# Working data

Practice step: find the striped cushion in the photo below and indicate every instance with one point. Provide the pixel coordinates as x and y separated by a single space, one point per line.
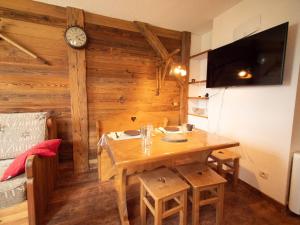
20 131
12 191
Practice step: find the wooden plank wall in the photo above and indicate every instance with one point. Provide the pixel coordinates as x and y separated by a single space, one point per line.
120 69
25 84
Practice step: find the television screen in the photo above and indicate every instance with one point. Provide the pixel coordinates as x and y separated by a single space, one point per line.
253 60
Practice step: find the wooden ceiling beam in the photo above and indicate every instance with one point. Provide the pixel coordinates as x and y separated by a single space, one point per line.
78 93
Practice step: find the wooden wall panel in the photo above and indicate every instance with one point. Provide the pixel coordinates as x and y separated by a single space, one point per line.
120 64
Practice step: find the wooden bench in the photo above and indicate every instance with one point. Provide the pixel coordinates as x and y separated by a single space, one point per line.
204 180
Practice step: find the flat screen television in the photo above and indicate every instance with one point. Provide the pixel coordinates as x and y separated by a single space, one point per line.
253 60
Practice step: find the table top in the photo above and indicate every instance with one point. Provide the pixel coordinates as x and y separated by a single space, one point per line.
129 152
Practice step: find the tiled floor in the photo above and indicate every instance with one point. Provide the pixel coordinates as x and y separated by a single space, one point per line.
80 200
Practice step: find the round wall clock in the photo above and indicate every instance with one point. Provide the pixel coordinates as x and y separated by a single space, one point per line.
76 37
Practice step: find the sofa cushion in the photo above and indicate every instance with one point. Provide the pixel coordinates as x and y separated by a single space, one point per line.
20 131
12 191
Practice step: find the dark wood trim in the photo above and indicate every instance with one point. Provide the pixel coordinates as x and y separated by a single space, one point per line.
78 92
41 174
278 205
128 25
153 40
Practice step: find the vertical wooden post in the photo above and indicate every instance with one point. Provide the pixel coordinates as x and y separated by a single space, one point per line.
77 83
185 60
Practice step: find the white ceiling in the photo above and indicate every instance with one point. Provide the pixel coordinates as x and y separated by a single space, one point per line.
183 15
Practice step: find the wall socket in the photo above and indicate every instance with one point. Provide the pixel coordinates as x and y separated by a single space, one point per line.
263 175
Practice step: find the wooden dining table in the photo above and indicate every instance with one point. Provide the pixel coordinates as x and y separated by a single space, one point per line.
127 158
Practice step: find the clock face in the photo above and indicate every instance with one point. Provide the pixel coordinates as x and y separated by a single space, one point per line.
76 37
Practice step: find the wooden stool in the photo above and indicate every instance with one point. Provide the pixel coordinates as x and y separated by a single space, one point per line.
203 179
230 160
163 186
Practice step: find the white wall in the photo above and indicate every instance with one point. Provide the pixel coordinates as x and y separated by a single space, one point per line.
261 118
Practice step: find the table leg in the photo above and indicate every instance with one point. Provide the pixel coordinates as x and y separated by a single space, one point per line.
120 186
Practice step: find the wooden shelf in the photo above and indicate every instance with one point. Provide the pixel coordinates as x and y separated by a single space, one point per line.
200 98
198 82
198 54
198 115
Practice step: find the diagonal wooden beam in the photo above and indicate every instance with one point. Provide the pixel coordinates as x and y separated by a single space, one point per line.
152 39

# What the task asks
Copy the rows from the one containing "Practice step: find the wall" through the final row, requests included, adding 18 to every x and y pixel coordinate in the answers.

# Exercise result
Practice step: find the wall socket in the photo above and indicate every instance with one point. Provide the pixel coordinates as x and y separated by a single space, one point per line.
281 193
Practice step: find the wooden dining table in the photo above and indicate every instance with one point. Provide the pixel coordinates as x and y separated by a single space, one point per line.
145 176
Practice step: find the clock face in the photo above and indicate every instance with one point. Provide the pixel coordinates as x and y separated by a single space, one point per line.
94 55
Practice step: find the wooden stool in the photo above and indicate every instance with one point. Provide the pixel coordinates as x and y separated by a single space, one point per line.
221 197
248 178
181 204
Practice step: find the white wall in the photo above and indicate every instance with one point. Provide the pixel coordinates as x and y separated by a single space, one point per line.
279 136
Practice step: find the table leg in the photo above and indicate every instance with one point. Provide the pixel coordinates as x and y separated by a single space, one point per line.
138 204
Practice step: find the wooden shelf in the photo above and indicate every instance with one point. Provide the pixel coordinates as x and y separated by a single space, one point per line.
218 116
216 100
216 72
216 133
Practice step: find the diagonal wooden beam in the photo above and indicate every instance with one point. Provide the pixel coordinates as x and y separated by a single space, one point per line.
170 57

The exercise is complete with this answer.